> [Exercise description] Report each line from the listing that the string "officer" appears in.

> [Supplied information]
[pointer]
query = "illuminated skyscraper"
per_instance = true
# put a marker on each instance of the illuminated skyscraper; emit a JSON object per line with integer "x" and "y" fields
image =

* * *

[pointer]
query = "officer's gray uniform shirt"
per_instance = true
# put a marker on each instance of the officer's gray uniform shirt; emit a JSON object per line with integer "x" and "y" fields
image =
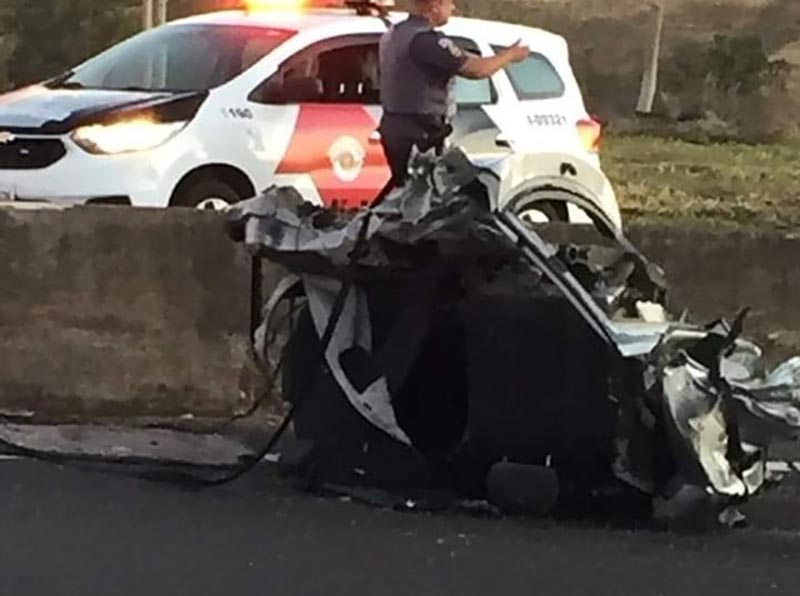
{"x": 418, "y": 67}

> [Answer to the exercise]
query = "officer's gray uniform shirt"
# put a marker on each instance of the officer's gray uniform shirt; emit a JSON object per line with integer "x" and "y" fields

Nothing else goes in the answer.